_Problem description_: Reproduce verbatim only the records from the line containing "Could you point out the table" up to and including the line containing "<point>14,197</point>".

-- start of Records to use --

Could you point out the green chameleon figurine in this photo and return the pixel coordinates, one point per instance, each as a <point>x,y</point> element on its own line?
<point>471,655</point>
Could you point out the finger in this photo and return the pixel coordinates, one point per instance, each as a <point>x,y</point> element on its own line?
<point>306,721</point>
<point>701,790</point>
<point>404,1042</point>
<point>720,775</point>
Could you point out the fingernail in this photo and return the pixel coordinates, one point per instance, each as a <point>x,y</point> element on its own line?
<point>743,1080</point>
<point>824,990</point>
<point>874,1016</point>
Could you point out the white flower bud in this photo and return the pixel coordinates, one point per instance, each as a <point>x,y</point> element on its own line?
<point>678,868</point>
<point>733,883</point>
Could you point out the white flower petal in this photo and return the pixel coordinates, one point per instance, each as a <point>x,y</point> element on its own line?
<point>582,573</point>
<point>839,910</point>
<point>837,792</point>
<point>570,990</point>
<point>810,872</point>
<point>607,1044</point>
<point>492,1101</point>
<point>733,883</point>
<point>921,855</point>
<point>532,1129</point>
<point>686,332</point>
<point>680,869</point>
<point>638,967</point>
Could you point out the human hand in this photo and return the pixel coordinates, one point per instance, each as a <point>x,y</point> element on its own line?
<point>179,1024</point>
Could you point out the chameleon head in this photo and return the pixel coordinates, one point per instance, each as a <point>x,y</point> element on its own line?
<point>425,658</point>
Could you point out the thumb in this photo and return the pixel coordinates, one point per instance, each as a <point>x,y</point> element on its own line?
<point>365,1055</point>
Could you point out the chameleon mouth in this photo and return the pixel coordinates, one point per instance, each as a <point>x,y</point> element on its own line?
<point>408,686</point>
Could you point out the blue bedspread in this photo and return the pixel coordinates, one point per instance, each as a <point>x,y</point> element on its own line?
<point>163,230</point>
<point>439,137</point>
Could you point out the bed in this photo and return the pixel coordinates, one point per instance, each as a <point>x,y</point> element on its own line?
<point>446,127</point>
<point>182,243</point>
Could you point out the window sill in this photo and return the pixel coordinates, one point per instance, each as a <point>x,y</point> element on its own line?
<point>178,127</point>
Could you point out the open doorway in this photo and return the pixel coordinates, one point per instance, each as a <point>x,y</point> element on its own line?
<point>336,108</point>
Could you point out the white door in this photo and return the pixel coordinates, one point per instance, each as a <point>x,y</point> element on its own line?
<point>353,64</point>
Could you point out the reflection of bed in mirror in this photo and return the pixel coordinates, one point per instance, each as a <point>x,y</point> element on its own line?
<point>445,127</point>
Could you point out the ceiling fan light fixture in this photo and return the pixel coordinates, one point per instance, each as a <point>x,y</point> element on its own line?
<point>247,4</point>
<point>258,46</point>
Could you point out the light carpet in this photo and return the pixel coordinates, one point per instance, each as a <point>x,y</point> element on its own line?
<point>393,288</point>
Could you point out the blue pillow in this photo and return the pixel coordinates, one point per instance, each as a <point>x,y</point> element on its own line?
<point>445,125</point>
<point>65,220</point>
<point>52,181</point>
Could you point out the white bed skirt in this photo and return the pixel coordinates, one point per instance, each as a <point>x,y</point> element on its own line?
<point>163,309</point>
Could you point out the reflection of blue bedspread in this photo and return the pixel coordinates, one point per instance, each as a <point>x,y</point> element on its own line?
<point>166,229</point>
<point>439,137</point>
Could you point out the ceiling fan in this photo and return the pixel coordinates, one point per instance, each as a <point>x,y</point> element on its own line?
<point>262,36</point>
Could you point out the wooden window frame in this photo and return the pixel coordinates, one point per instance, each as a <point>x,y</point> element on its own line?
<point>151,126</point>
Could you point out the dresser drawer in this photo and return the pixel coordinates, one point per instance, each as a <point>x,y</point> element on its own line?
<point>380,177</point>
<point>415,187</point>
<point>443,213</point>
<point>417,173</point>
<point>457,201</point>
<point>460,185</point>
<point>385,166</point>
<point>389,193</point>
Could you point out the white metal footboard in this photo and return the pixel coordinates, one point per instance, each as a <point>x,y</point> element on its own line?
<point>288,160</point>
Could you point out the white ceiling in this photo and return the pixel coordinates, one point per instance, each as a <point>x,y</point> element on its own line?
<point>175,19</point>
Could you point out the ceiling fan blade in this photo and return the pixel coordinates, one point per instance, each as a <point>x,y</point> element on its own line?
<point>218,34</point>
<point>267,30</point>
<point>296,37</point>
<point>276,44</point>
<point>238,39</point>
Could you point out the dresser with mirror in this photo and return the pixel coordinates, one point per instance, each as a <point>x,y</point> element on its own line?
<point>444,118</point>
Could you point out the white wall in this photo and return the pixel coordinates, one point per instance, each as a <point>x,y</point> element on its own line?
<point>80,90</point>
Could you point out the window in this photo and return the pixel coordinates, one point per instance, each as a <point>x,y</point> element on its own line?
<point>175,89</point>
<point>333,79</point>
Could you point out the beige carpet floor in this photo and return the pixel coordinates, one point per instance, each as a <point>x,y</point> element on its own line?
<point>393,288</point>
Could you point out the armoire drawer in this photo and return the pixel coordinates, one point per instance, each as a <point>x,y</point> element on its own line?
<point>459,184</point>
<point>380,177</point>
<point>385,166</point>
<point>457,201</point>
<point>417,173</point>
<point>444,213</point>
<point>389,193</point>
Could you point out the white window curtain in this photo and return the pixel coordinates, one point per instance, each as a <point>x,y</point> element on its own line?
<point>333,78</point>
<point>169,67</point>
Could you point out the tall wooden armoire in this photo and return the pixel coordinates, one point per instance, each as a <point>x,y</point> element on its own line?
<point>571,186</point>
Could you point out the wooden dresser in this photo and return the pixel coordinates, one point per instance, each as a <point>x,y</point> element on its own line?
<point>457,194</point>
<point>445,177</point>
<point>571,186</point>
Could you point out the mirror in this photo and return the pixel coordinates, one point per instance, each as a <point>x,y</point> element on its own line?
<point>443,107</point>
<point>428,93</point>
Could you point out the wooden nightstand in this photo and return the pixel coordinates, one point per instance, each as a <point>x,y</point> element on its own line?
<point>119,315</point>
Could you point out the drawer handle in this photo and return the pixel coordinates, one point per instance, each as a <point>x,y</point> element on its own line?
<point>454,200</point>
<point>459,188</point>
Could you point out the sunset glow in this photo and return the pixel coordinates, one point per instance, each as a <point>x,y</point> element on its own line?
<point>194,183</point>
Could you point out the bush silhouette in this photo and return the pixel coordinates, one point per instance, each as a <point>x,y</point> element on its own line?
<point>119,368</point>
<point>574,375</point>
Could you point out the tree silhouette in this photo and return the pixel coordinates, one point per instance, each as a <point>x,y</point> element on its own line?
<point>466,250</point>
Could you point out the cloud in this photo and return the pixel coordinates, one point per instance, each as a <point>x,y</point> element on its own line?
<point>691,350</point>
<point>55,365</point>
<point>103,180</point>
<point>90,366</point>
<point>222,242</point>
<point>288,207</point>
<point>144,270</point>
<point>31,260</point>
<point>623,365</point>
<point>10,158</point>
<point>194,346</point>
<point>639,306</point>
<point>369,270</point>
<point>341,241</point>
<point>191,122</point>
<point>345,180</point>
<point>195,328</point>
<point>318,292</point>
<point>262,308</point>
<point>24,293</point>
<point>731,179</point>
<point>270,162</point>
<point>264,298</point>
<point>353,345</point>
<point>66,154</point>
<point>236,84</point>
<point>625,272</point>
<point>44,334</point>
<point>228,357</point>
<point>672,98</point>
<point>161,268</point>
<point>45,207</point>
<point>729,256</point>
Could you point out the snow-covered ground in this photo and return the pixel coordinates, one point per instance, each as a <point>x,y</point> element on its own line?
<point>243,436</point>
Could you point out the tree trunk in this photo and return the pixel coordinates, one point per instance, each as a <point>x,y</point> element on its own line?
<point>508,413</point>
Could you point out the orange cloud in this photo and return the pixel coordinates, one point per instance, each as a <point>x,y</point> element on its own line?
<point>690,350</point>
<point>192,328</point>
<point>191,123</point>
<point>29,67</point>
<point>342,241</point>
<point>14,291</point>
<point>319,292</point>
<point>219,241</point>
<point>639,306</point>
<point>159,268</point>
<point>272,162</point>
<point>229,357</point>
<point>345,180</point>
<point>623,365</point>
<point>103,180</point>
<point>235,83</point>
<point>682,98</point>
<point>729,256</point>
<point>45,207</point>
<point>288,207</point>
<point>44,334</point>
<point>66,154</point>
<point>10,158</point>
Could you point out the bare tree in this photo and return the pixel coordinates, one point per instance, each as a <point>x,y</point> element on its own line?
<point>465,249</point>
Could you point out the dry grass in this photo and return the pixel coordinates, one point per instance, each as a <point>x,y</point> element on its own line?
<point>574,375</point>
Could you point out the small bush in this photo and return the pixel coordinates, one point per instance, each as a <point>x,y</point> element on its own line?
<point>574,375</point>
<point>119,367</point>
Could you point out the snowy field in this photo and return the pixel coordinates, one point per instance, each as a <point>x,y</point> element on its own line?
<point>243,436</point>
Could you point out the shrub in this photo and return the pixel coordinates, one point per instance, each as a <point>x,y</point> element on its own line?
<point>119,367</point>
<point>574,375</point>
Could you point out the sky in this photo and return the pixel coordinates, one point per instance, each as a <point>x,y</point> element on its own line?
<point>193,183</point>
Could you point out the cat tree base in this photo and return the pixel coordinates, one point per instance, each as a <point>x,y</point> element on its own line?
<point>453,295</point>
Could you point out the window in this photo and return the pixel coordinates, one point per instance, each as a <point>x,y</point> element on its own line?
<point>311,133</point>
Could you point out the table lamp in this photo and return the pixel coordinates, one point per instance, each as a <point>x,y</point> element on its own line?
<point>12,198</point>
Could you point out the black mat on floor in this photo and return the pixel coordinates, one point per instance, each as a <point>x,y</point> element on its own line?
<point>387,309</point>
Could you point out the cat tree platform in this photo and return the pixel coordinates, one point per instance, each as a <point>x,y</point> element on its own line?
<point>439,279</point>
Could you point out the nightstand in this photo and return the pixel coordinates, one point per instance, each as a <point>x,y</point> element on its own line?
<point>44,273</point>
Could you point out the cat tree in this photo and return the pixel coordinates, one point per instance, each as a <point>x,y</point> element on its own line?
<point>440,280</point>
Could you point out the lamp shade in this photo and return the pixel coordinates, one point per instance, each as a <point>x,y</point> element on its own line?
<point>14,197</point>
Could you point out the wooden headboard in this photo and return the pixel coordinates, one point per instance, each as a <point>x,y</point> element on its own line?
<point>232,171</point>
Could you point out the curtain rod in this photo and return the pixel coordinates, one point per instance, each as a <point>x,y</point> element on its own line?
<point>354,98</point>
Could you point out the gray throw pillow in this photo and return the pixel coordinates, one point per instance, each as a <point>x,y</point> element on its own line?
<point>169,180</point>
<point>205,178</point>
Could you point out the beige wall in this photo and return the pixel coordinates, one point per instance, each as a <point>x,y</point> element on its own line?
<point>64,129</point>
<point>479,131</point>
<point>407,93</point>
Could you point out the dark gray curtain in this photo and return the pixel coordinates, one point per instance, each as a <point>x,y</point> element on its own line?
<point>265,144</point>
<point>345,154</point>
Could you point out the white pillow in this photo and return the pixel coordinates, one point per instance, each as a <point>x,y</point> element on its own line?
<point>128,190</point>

-- end of Records to use --

_Correct output_:
Could you point out the table lamp in this photo and return the pixel coordinates, one point per instance, each as a <point>x,y</point> element on its own line?
<point>12,198</point>
Could you point out the black mat on floor in this photo and return the pixel coordinates, one point per instance, each as a <point>x,y</point> element on its own line?
<point>387,309</point>
Could you point out the cat tree platform in this photo and return the pixel coordinates, one point per instance, each as a <point>x,y</point> element on its own line?
<point>439,279</point>
Could you point out the nightstand in this photo and return the pixel coordinates, one point per instance, each as a <point>x,y</point> element on its own line?
<point>44,273</point>
Could you point out the cat tree in this photo and return the pixel coordinates, one point per instance, each as a <point>x,y</point> element on its own line?
<point>440,280</point>
Could you point out the lamp shade in this photo and return the pixel coordinates, one point per instance, each as a <point>x,y</point> element on its own line?
<point>14,197</point>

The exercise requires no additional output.